Given instruction: Beginning with the line where "Expected: one point per instance of the man's bicep, each" appears, repeat every remaining line of the entries exactly, the last line included.
--*--
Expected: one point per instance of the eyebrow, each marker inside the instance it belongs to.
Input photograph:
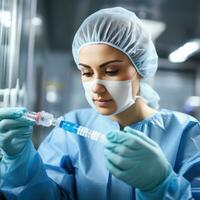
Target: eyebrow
(102, 65)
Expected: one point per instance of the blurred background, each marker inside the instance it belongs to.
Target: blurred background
(36, 65)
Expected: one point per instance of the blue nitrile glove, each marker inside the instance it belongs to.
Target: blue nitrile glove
(136, 159)
(14, 132)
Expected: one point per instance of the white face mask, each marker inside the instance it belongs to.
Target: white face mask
(121, 92)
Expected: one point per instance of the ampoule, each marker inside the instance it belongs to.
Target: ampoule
(47, 119)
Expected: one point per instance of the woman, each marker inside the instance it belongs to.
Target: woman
(149, 153)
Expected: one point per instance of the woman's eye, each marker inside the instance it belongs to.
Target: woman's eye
(112, 73)
(87, 74)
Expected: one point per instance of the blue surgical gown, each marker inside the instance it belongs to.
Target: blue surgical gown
(68, 166)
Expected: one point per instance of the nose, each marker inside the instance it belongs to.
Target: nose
(98, 88)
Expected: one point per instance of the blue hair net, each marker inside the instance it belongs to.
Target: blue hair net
(123, 30)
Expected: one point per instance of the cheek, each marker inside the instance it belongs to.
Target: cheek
(130, 73)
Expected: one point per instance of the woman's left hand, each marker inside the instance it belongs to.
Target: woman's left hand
(136, 159)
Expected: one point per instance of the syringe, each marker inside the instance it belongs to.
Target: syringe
(47, 119)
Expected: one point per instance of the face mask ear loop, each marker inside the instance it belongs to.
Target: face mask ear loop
(140, 97)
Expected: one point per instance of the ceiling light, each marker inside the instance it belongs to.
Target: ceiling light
(185, 51)
(5, 18)
(36, 21)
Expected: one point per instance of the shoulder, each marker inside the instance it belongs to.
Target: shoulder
(178, 118)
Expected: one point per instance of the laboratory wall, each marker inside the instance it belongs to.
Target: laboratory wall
(37, 68)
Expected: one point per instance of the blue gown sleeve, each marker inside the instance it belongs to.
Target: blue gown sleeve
(183, 183)
(24, 177)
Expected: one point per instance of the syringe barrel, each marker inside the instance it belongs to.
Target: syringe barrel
(69, 126)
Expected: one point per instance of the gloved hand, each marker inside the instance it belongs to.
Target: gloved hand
(136, 159)
(14, 132)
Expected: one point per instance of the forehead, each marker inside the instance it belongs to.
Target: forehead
(99, 53)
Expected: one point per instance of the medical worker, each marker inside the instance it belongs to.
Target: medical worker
(150, 154)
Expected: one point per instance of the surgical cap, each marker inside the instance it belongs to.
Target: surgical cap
(123, 30)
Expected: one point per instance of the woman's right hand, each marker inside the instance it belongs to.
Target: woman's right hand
(15, 132)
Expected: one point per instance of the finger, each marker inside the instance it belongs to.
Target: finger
(131, 141)
(113, 169)
(19, 132)
(8, 124)
(120, 162)
(119, 149)
(12, 135)
(11, 112)
(140, 134)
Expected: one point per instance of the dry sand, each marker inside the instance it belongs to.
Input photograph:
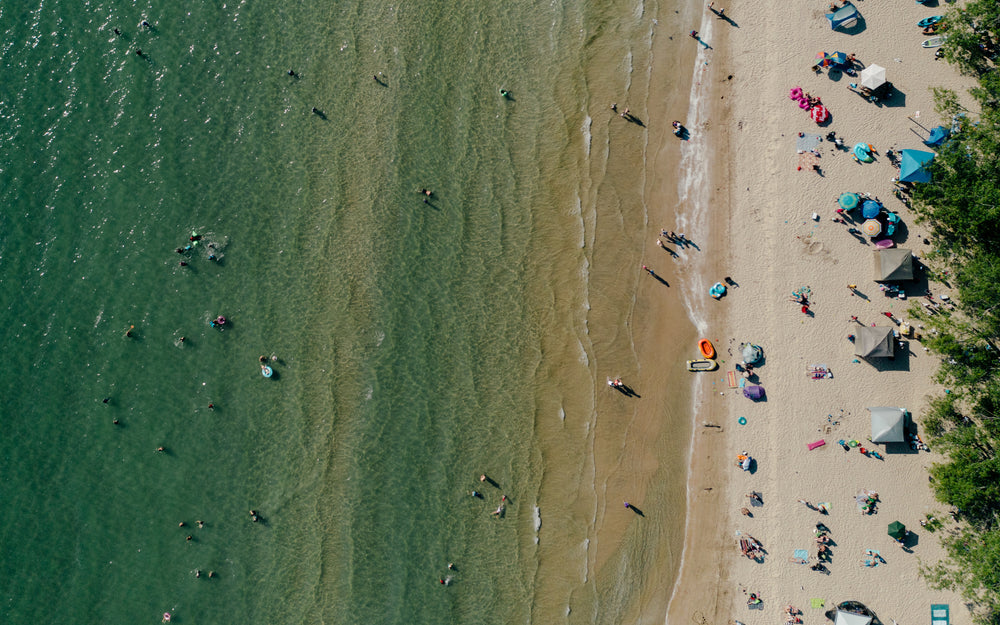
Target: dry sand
(774, 247)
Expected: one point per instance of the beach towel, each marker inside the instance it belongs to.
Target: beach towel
(819, 372)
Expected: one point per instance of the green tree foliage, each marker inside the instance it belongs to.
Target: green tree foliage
(962, 209)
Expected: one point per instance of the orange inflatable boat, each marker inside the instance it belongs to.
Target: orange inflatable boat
(706, 348)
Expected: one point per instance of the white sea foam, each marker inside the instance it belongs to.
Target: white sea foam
(693, 193)
(693, 187)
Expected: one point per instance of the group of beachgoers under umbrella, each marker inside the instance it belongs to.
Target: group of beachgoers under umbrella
(817, 112)
(878, 219)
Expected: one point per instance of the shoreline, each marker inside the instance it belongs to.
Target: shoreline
(706, 485)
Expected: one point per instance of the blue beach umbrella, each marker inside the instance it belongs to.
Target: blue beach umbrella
(911, 167)
(848, 201)
(863, 153)
(938, 135)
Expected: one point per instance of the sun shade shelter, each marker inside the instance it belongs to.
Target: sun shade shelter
(912, 165)
(940, 614)
(937, 136)
(870, 209)
(850, 618)
(844, 17)
(848, 201)
(874, 342)
(751, 353)
(897, 530)
(893, 265)
(888, 425)
(873, 77)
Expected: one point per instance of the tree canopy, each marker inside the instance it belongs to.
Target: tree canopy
(962, 209)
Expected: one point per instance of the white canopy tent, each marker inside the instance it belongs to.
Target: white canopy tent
(873, 77)
(888, 425)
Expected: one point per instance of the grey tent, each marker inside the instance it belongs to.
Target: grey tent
(849, 618)
(874, 342)
(888, 425)
(893, 265)
(751, 353)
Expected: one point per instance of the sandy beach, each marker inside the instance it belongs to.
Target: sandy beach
(774, 247)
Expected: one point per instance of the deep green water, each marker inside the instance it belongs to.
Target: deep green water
(406, 342)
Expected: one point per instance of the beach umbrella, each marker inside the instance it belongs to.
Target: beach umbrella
(897, 530)
(863, 153)
(870, 209)
(872, 227)
(911, 166)
(873, 76)
(846, 16)
(937, 136)
(848, 201)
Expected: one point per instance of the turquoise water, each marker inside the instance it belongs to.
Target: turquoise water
(405, 338)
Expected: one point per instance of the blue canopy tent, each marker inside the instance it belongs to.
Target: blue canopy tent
(911, 168)
(870, 209)
(938, 135)
(862, 152)
(845, 16)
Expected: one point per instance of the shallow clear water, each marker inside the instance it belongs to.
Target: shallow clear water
(409, 337)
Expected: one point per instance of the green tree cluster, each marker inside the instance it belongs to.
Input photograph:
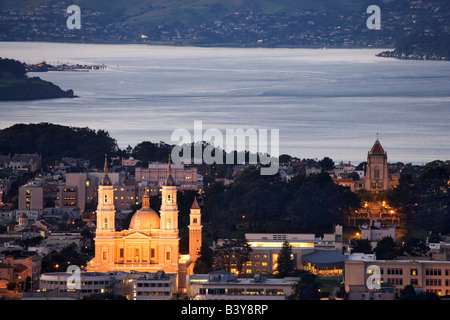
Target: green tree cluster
(53, 142)
(269, 204)
(424, 200)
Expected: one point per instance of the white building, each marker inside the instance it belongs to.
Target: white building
(377, 232)
(132, 285)
(222, 285)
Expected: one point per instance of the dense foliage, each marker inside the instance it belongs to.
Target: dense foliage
(425, 200)
(258, 203)
(12, 67)
(53, 142)
(16, 85)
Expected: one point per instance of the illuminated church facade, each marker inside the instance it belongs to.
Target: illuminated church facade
(151, 243)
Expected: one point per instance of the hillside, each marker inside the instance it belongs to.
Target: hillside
(237, 23)
(16, 85)
(153, 12)
(54, 141)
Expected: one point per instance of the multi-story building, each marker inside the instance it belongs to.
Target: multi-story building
(222, 285)
(185, 176)
(429, 275)
(266, 248)
(132, 285)
(151, 242)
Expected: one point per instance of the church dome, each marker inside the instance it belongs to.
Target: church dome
(145, 218)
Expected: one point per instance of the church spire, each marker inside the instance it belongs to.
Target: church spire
(146, 200)
(169, 180)
(106, 180)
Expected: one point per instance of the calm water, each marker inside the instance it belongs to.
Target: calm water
(324, 102)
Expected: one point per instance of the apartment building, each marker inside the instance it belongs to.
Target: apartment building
(428, 275)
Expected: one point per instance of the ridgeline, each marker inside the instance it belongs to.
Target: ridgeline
(16, 85)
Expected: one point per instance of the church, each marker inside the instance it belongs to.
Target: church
(151, 243)
(377, 173)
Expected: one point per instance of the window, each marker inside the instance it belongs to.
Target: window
(376, 174)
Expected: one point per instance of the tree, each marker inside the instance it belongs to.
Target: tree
(361, 246)
(416, 247)
(286, 264)
(204, 262)
(306, 288)
(386, 249)
(326, 164)
(232, 252)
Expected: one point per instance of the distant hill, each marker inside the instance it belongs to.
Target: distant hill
(237, 23)
(153, 12)
(16, 85)
(54, 141)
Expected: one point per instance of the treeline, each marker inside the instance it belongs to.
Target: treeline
(53, 142)
(258, 203)
(16, 85)
(11, 67)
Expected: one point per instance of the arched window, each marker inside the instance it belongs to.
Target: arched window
(376, 173)
(105, 255)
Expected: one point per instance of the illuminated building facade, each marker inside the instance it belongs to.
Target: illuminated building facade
(150, 244)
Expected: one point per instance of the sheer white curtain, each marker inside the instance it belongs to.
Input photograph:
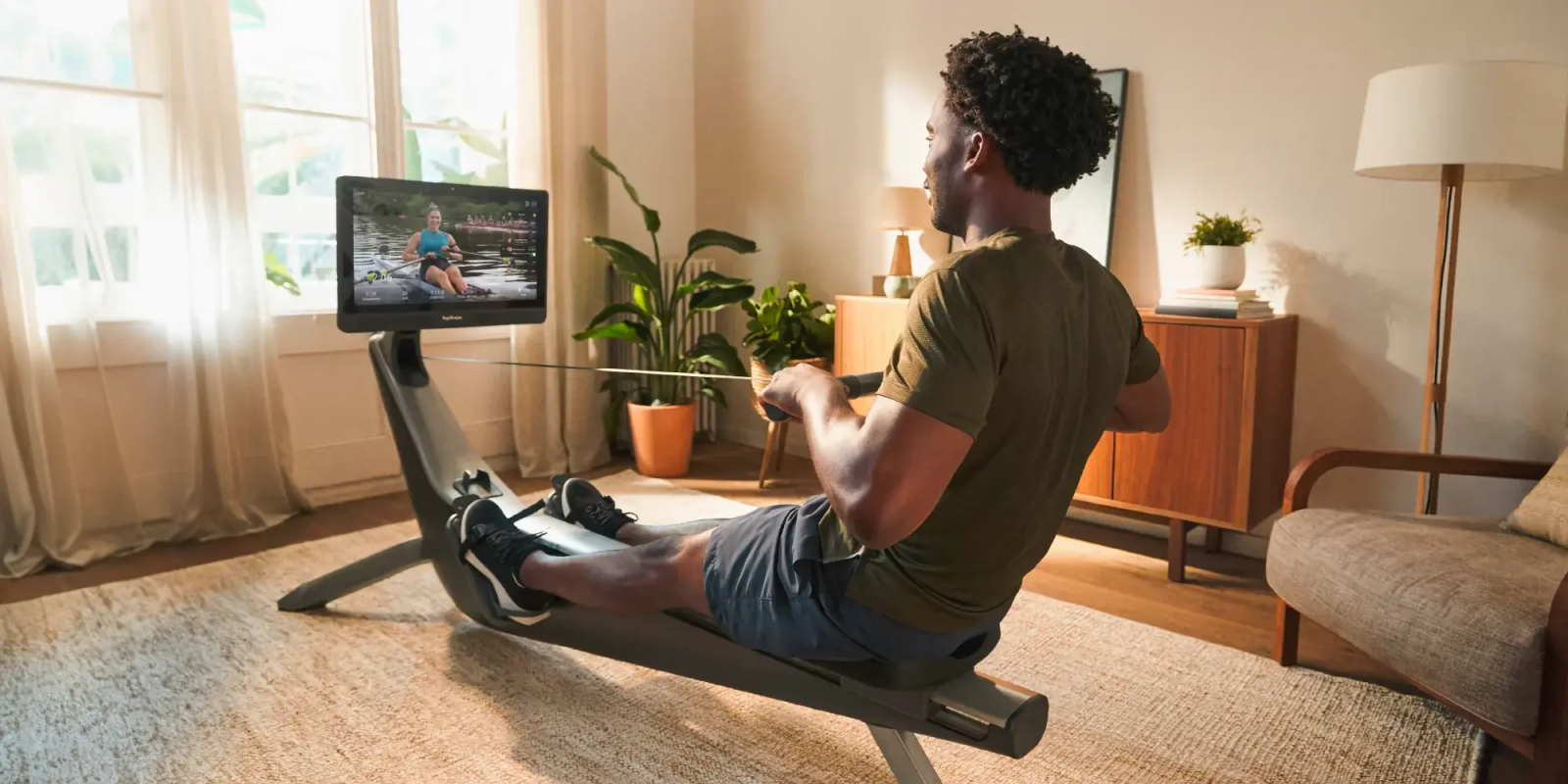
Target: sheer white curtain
(557, 416)
(220, 423)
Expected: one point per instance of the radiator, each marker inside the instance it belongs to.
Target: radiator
(626, 355)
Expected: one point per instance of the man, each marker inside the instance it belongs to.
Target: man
(1018, 353)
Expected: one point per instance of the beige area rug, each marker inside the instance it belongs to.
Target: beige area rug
(196, 676)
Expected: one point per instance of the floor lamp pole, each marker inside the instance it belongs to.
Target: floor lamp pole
(1445, 269)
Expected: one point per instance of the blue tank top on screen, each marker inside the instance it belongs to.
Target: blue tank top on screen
(431, 242)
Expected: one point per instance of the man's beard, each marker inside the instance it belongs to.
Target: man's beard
(948, 214)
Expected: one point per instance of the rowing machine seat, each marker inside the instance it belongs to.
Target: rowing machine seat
(909, 676)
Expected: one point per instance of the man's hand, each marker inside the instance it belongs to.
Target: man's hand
(794, 388)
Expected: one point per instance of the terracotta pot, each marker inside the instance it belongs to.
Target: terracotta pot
(662, 438)
(760, 376)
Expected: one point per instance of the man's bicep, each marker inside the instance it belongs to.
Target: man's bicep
(1144, 361)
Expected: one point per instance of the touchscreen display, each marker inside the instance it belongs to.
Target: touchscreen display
(444, 247)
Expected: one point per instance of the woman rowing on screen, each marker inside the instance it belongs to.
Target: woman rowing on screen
(436, 253)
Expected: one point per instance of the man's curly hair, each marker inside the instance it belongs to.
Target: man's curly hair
(1045, 107)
--*--
Final result:
Expected: one point per instance of the man's bicep, each marker inside the instance it belongs to.
Target: man's bicep
(1144, 361)
Expected: one point per instance of the touchscreen display, each marker inside the instance it belongs to.
Target: touchscreen display
(444, 247)
Expected: one point per instance of the woman rowing on screen, each marker inside the instance it belongs to.
Target: woman rowing on screen
(436, 253)
Expected: one point per instance of the man's curly hair, each marker inside the instance it belongs to.
Target: man's curly hair
(1045, 107)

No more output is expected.